## KUTIPAN TERPILIH
<<<<

Terverifikasi Administratif dan Faktual oleh Dewan Pers

Wujud Kerja Nyata dan Harapan di Bulu Tangkis Indonesia

By Daniel Sianturi - Rabu, 17 Agustus 2016 | 21:05 WIB
Pasangan ganda campuran Indonesia, Tontowi Ahmad/Liliyana Natsir, meluapkan kegembiraan setelah berhasil melangkah ke final Olimpiade Rio 2016 dengan mengalahkan Zhang Nan/Zhao Yunlei (China) 21-16, 21-15, pada laga semifinal yang berlangsung di Riocentro-Pavilion 4, Selasa (16/8/2016). (YVES LACROIX/BADMINTON PHOTO)

Tiba-tiba saya teringat pada  awal Juni 1997. Sayang, dokumen asli itu tersimpan di kediaman orangtua saya. Dokumen yang saya maksud adalah nilai EBTANAS kelulusan SMA, di mana saya memperoleh nilai 10 untuk mata pelajaran Tata Negara. Maklumlah saya memilih jurusan IPS kala duduk di bangku SMA.

>>>>

## DATA HASIL EKSTRAKSI
<<<<

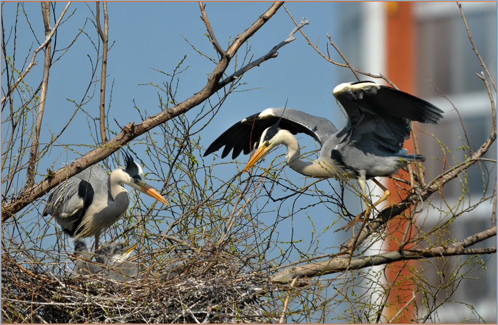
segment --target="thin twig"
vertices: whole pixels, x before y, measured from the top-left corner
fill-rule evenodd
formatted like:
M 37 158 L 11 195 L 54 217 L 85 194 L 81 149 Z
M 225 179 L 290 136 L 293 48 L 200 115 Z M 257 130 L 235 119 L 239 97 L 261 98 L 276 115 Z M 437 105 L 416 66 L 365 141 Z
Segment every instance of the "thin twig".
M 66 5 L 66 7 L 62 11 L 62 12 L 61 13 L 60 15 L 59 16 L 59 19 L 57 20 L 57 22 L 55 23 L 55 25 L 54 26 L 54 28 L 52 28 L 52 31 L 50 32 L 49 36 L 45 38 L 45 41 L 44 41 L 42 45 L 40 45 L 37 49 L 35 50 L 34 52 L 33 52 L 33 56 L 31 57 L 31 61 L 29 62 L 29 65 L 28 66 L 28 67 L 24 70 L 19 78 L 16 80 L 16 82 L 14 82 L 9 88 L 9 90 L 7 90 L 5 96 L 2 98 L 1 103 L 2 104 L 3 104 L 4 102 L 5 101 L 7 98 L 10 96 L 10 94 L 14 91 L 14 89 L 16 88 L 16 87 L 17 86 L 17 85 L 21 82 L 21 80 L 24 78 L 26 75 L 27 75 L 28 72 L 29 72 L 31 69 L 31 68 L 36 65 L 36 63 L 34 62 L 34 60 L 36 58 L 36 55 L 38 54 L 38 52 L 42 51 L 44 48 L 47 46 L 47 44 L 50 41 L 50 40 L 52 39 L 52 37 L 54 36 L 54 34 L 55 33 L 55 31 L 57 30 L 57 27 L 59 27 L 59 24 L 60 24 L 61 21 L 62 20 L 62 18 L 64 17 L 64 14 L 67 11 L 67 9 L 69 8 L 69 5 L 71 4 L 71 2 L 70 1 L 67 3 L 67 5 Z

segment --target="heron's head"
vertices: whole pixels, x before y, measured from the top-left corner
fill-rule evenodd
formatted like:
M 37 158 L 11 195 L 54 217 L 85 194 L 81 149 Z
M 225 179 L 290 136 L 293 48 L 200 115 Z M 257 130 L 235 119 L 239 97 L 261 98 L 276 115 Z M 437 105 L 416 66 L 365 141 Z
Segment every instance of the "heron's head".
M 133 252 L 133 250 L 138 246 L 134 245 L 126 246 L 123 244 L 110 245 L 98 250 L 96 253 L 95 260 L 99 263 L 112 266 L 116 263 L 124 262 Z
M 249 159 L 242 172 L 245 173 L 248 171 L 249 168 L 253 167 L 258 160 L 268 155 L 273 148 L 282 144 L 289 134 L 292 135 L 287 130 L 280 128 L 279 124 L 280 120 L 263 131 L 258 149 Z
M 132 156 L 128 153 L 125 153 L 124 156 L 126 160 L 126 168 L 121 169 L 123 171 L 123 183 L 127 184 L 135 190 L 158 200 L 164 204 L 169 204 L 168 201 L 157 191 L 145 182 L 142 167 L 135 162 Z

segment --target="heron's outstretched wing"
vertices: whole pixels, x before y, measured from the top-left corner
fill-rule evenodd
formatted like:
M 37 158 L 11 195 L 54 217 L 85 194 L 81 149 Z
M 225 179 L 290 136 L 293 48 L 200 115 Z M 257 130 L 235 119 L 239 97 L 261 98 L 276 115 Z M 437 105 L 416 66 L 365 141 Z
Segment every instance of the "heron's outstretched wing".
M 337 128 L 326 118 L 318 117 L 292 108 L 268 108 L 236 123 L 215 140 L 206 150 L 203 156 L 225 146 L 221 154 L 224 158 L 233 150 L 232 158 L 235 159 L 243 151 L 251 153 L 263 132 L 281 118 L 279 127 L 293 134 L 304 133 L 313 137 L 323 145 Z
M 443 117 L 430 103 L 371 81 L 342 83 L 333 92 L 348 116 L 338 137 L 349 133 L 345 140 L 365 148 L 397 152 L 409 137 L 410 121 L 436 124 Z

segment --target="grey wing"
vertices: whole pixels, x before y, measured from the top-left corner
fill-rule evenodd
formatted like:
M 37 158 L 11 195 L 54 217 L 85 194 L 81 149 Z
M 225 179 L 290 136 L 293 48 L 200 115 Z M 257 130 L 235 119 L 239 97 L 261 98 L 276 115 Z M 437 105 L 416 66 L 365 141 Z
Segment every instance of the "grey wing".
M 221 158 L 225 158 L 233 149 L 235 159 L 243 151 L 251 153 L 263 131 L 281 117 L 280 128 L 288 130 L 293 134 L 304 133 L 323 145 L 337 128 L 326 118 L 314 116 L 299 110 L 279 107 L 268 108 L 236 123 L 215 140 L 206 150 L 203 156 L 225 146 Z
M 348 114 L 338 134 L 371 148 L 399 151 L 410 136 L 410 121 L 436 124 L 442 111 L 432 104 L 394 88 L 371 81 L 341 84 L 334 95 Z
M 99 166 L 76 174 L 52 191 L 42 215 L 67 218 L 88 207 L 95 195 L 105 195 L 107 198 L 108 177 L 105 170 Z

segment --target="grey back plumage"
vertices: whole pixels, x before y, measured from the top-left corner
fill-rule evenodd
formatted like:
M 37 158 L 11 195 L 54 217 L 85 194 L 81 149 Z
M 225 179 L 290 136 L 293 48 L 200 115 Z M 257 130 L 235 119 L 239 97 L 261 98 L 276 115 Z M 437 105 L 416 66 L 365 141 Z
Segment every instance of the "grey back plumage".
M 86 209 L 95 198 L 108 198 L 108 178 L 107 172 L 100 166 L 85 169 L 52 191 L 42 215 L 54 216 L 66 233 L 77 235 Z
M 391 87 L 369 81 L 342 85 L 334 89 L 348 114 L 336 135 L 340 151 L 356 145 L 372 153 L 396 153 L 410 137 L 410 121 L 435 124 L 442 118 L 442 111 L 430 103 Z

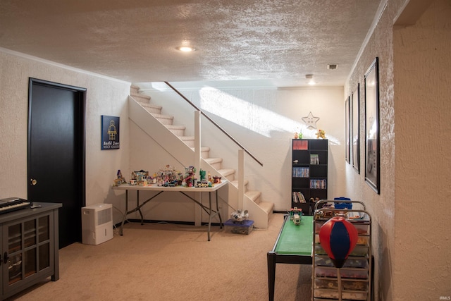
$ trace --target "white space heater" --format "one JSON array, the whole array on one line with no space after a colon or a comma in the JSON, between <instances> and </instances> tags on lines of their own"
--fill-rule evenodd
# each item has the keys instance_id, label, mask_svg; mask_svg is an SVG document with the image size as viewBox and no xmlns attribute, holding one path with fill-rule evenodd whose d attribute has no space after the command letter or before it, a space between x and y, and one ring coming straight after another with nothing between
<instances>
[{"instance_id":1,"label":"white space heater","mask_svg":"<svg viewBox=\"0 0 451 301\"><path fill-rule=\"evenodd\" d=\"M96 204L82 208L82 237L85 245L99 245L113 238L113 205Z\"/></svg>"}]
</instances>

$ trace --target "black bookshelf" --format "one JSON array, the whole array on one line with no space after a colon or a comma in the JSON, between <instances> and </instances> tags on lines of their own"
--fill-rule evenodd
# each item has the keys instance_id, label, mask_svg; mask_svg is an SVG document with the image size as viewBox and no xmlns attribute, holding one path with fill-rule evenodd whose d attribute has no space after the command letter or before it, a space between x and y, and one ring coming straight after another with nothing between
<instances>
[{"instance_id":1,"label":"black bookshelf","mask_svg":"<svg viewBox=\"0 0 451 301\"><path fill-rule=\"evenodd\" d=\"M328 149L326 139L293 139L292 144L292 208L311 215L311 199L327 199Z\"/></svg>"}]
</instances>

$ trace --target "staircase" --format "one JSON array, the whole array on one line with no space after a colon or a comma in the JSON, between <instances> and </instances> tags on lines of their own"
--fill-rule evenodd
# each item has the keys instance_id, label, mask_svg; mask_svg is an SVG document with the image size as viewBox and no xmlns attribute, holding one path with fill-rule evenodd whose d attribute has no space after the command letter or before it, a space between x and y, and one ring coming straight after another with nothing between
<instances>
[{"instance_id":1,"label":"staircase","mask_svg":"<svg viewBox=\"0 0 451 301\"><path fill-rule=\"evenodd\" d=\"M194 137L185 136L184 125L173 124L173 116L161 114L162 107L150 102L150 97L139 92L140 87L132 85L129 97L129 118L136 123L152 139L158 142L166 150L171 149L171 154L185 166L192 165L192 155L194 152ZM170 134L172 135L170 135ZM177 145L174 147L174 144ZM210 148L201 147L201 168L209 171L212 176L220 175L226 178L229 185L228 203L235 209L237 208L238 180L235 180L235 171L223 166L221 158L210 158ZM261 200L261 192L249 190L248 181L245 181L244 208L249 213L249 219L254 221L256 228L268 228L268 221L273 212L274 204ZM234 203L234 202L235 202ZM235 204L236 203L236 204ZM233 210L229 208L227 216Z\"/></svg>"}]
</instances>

>>>>

## INSTRUKSI TUGAS
Salin ulang seluruh kutipan tentang bulu tangkis Indonesia di atas tanpa mengubah apa pun.

## PENYELESAIAN TUGAS
Terverifikasi Administratif dan Faktual oleh Dewan Pers

Wujud Kerja Nyata dan Harapan di Bulu Tangkis Indonesia

By Daniel Sianturi - Rabu, 17 Agustus 2016 | 21:05 WIB
Pasangan ganda campuran Indonesia, Tontowi Ahmad/Liliyana Natsir, meluapkan kegembiraan setelah berhasil melangkah ke final Olimpiade Rio 2016 dengan mengalahkan Zhang Nan/Zhao Yunlei (China) 21-16, 21-15, pada laga semifinal yang berlangsung di Riocentro-Pavilion 4, Selasa (16/8/2016). (YVES LACROIX/BADMINTON PHOTO)

Tiba-tiba saya teringat pada  awal Juni 1997. Sayang, dokumen asli itu tersimpan di kediaman orangtua saya. Dokumen yang saya maksud adalah nilai EBTANAS kelulusan SMA, di mana saya memperoleh nilai 10 untuk mata pelajaran Tata Negara. Maklumlah saya memilih jurusan IPS kala duduk di bangku SMA.